**TASK PROMPT**:
Reproduce only the part that opens with the line containing "TARGET = blister pack" and closes with the line containing "[(433, 193), (440, 290)]", swapping "man's" for "person's" and leaving everything else as it is.

**GIVEN ENTRIES**:
************
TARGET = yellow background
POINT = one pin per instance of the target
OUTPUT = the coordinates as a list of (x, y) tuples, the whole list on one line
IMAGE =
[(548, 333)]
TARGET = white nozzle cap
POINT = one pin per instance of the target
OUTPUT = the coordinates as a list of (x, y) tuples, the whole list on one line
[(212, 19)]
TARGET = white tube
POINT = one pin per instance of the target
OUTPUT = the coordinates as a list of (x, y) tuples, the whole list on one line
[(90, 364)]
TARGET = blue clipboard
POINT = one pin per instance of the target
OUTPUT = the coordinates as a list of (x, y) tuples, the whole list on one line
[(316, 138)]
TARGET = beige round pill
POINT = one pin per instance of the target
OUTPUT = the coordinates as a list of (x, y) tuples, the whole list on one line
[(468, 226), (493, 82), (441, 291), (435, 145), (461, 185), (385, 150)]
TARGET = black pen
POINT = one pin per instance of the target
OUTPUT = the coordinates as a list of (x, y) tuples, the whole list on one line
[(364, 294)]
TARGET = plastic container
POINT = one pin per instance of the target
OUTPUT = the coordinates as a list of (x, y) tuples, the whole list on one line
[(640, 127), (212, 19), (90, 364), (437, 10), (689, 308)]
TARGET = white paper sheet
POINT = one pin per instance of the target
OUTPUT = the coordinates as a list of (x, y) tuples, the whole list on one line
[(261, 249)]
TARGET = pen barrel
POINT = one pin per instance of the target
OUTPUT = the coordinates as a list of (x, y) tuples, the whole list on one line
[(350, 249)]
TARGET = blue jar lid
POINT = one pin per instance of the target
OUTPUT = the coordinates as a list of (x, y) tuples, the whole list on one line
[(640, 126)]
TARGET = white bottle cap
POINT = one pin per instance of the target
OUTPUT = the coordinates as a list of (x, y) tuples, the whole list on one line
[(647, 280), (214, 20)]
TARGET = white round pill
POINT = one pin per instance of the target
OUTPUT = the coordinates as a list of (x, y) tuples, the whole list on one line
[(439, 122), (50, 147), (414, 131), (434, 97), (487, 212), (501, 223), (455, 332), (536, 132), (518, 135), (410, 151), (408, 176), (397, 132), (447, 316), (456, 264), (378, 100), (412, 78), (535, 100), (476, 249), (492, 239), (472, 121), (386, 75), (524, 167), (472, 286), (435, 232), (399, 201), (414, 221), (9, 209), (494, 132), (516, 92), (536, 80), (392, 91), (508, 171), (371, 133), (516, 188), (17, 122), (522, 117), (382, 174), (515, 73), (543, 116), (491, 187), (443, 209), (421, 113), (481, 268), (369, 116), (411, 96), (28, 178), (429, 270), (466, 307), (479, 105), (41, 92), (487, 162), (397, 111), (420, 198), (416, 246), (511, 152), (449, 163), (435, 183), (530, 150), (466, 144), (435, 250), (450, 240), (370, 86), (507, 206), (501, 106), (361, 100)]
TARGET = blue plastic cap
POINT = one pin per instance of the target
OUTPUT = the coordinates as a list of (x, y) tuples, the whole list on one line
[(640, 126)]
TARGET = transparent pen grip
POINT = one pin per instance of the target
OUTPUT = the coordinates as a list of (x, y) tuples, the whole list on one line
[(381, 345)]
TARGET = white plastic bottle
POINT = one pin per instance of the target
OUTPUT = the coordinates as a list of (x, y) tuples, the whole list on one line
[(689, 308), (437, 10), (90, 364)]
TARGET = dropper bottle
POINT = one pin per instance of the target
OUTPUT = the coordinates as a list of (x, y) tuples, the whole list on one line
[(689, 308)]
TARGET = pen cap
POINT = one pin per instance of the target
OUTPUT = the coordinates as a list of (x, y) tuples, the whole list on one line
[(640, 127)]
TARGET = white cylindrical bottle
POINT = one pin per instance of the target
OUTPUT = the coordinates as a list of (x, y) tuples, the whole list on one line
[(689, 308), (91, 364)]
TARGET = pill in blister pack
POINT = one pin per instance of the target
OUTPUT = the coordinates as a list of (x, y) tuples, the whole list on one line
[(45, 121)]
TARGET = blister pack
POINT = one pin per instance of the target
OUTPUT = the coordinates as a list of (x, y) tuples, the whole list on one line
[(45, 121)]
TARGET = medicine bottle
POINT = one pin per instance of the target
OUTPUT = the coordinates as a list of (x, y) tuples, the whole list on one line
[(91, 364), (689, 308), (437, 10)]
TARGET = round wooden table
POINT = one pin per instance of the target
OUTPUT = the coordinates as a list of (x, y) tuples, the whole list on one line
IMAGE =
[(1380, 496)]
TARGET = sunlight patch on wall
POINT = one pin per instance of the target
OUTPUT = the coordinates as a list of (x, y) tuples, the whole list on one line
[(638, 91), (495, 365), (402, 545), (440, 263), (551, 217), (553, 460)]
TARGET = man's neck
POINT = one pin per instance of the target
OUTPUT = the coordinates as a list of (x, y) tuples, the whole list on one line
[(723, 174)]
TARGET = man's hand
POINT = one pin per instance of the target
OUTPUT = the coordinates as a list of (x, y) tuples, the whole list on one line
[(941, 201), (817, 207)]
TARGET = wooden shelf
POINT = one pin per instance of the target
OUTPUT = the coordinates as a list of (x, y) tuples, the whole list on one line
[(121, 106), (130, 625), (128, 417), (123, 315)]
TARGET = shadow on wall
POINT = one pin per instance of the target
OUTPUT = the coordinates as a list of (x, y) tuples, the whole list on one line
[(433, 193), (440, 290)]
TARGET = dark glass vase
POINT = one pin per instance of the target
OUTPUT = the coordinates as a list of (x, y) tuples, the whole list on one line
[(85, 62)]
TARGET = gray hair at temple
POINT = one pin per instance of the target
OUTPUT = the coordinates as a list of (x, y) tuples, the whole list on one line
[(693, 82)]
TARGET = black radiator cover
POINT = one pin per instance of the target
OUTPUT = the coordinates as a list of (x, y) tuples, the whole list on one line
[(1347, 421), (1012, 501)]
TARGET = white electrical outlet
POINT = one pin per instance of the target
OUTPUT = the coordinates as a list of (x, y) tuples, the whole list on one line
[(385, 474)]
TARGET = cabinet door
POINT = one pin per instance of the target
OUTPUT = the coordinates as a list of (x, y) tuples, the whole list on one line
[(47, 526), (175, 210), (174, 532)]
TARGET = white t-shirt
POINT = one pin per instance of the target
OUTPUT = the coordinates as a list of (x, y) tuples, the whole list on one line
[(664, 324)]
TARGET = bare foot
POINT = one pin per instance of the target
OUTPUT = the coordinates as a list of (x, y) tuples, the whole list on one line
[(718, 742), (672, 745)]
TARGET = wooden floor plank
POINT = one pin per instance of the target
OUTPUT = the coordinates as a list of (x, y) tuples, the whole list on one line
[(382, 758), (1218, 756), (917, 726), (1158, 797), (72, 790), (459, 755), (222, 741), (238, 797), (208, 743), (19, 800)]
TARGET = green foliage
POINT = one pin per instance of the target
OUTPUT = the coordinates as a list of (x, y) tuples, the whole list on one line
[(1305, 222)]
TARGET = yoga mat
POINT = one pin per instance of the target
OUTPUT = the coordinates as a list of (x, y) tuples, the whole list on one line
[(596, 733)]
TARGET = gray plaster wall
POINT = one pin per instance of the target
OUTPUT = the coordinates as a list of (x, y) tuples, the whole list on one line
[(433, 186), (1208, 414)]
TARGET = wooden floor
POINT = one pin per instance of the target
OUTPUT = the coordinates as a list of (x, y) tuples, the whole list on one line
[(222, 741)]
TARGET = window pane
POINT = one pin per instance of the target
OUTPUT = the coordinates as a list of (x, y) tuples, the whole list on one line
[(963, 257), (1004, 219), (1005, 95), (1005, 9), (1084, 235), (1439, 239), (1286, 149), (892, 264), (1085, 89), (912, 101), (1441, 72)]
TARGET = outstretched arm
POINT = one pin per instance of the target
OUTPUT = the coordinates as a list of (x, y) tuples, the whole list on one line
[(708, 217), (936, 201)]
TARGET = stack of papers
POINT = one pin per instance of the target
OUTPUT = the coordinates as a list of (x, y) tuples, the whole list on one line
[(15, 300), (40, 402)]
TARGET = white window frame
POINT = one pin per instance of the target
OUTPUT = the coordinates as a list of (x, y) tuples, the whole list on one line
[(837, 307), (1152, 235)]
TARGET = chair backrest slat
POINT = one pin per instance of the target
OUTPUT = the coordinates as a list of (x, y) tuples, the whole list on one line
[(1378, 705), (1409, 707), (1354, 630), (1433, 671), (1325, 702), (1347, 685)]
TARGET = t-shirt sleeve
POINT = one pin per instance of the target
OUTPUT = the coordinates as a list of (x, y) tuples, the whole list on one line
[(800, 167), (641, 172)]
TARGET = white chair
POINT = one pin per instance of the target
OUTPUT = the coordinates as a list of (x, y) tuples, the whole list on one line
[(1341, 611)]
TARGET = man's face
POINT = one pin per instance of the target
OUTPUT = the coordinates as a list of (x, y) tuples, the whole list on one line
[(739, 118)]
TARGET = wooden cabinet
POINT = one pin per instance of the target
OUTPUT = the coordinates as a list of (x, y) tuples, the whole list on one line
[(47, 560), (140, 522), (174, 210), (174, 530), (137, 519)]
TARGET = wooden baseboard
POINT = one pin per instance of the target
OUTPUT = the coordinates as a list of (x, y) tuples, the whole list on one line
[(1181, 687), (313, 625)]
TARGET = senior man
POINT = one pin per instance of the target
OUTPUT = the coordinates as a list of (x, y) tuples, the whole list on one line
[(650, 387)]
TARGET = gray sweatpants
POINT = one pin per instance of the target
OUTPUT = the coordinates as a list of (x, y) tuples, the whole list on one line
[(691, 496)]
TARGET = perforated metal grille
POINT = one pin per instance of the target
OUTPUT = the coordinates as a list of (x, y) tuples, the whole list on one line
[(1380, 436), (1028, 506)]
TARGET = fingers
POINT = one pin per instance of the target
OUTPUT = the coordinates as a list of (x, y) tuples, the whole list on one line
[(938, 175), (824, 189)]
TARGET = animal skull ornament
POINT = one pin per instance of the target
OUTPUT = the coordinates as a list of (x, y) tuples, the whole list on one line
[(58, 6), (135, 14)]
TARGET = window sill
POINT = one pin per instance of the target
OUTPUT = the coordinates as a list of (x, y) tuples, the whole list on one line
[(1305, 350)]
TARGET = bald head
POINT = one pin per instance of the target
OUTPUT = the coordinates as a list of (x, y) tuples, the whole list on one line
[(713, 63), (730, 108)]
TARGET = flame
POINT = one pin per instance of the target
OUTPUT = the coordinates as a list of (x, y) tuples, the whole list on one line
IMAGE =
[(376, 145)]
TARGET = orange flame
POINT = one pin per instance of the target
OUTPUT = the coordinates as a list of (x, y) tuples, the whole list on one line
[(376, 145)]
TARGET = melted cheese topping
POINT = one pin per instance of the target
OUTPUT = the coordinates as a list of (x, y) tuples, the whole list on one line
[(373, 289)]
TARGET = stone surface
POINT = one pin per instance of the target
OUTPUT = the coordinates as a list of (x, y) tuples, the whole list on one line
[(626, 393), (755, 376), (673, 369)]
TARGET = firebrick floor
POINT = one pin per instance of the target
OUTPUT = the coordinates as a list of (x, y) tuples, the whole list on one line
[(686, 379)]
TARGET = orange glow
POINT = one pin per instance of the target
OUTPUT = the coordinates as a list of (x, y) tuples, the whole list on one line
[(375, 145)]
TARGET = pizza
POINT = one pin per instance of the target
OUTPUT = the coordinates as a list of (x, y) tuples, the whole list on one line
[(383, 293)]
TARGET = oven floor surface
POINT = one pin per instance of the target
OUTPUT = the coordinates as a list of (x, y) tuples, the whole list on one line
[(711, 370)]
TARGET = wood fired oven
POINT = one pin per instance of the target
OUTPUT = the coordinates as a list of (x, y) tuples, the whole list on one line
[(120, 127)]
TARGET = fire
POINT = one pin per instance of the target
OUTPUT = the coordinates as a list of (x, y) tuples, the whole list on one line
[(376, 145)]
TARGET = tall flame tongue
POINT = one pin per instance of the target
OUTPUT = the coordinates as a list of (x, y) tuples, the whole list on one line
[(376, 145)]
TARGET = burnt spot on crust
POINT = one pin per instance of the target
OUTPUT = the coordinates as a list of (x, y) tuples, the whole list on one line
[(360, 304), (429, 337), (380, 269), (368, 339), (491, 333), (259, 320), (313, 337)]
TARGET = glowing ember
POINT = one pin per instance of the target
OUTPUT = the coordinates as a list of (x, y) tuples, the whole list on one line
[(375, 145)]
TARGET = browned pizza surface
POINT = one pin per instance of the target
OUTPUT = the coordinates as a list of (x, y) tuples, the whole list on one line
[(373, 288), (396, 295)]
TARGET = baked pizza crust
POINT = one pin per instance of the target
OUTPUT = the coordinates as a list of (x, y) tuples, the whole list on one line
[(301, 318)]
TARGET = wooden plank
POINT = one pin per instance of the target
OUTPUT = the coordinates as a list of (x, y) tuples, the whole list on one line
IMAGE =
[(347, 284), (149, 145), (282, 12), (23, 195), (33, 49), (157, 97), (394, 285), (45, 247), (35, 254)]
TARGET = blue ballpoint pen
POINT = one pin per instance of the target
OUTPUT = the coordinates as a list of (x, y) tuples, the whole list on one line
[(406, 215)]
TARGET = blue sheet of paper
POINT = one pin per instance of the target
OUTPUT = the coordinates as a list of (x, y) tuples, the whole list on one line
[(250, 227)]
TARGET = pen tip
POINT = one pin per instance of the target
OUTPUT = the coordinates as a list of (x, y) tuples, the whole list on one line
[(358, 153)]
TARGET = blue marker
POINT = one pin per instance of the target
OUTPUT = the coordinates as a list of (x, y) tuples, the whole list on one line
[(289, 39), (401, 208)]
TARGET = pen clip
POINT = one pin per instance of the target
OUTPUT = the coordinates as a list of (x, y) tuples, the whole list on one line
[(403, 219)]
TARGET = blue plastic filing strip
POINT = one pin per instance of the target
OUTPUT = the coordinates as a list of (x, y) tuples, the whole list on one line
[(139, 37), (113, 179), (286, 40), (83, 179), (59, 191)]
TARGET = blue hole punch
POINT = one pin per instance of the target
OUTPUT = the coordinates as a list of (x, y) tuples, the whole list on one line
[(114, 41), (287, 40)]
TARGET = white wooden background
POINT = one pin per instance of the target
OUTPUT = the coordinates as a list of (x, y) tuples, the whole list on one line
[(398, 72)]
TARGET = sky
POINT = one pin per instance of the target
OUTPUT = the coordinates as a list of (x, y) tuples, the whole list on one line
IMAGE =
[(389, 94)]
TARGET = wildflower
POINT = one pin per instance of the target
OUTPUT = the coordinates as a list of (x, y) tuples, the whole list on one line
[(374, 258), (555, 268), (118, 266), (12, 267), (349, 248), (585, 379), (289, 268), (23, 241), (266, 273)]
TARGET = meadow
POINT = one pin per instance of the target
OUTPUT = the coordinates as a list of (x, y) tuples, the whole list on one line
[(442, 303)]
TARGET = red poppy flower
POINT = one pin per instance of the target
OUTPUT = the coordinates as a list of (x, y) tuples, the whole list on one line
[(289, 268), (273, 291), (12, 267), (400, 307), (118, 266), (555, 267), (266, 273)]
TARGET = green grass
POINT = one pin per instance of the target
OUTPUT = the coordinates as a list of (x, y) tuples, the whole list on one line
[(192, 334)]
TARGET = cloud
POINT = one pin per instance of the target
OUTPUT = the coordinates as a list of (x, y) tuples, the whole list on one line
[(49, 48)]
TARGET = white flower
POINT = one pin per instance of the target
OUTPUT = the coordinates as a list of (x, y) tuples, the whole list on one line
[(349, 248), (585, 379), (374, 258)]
************
**RESPONSE**:
TARGET = blister pack
POINT = one pin per instance of the target
OUTPUT = the coordinates as a list of (x, y) tuples, the whole list on one line
[(45, 121)]
TARGET = medicine bottle
POINT = one pin per instance of the target
OUTPUT = the coordinates as a list of (x, y) tuples, the whole list on one line
[(91, 364), (689, 308), (437, 10)]
TARGET = round wooden table
POINT = one pin per instance of the target
OUTPUT = the coordinates as a list of (x, y) tuples, the whole list on one line
IMAGE =
[(1380, 496)]
TARGET = sunlight patch on wall
POINT = one pin per instance of the target
OUTPUT = the coordinates as a list of (x, y) tuples, the whole list on one line
[(638, 91), (495, 365), (402, 545), (440, 263), (551, 217), (553, 460)]
TARGET = person's neck
POINT = one pin per instance of the target
OUTPUT = the coordinates as a list of (x, y) tuples, the whole list on one line
[(723, 174)]
TARGET = person's hand
POINT = one pin per instance of the target
OUTPUT = the coordinates as a list of (x, y) tuples, the whole list on one line
[(941, 201), (817, 207)]
TARGET = wooden shelf
POINT = one pin per instance of the target
OUTPUT = the coordinates as a list of (x, y) tuples, the whole list on one line
[(121, 106), (130, 625), (128, 417), (123, 315)]
TARGET = shadow on wall
POINT = one pin per instance of the target
OUTPUT = the coordinates as a list of (x, y) tuples, the whole list on one line
[(433, 193), (440, 290)]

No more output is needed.